Text to read →
GoogleCodeExporter commented 8 years ago
> bdecode(bytes) # doesn't work, returns None

I just noticed I made a mistake in my patch. I meant to change both bencode() 
and bdecode() to only operate on bytes, but I must have lost that change before 
I was done. I'm updating my patch.

> ti.add_tracker(str, 0) # works!
> for announce_entry in ti.trackers():
>     print (announce_entry.url) # works!, returns str as it should

I only changed a few places I could think of where the strings should be bytes. 
In this case, I'm still just letting boost.python convert std::string. I wonder 
what happens when those strings have fancy unicode characters encoded as utf-8.

> however, write_resume_data() returns bytes for all of str
> i.e. 'file-format': b'libtorrent resume file'

This is primarily a property of bencoding, which doesn't distinguish between 
strings and bytes. For this reason, I believe the only reasonable thing to do 
is to treat all bencoded strings as bytes, and the user may interpret it as a 
string by decoding utf-8 -> unicode.

> not sure how libtorrent will know where to accept/return bytes vs str since 
str was the only type before

I'm imagining that some places will take bytes and some strings. I also imagine 
that in order to get full python 3 support, I should make all strings convert 
between utf-8 on the c++ side and unicode strings on the python side. I was 
under the impression that in py3 there is no string object anymore, just 
unicode and bytes, no?

See updated patch.

Original comment by arvid.no...@gmail.com on 6 May 2013 at 9:07

Attachments:

GoogleCodeExporter commented 8 years ago
bdecode works. you're right about the bytes it returns.
bencode works too. sha1 matches up.

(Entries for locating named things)
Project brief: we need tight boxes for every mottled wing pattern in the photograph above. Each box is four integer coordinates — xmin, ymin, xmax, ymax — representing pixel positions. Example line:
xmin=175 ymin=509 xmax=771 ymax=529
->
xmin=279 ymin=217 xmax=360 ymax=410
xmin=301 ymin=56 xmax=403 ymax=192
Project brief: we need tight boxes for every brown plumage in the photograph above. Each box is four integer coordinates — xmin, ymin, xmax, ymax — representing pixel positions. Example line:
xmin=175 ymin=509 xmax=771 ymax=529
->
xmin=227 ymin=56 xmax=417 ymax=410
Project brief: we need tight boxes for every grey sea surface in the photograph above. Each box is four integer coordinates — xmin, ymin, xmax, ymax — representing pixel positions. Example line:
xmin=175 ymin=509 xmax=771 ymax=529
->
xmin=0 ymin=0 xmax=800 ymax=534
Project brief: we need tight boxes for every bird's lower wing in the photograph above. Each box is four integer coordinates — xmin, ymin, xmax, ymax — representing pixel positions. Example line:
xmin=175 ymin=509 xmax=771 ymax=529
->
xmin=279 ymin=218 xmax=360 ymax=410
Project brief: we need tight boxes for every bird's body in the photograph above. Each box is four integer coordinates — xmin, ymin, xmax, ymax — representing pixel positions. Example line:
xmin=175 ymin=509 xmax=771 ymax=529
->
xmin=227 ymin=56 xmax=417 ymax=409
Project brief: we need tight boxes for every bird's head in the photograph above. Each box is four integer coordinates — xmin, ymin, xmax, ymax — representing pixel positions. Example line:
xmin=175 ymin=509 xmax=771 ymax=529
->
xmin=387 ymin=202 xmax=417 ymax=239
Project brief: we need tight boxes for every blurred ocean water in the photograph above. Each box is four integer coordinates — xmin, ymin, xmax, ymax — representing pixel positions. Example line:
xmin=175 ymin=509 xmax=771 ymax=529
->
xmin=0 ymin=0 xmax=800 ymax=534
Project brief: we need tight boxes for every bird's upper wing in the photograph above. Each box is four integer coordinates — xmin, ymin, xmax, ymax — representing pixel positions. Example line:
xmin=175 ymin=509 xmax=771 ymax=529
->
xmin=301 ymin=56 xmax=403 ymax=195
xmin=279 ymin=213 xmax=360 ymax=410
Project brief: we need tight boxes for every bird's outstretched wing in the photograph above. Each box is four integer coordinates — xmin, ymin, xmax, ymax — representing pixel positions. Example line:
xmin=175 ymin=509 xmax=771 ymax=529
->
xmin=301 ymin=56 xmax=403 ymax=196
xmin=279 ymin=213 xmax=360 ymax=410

Instructions to follow →
In the libtorrent thread, why do all bencoded strings end up treated as bytes?

Output for this exercise →
Bencoding doesn't distinguish between strings and bytes.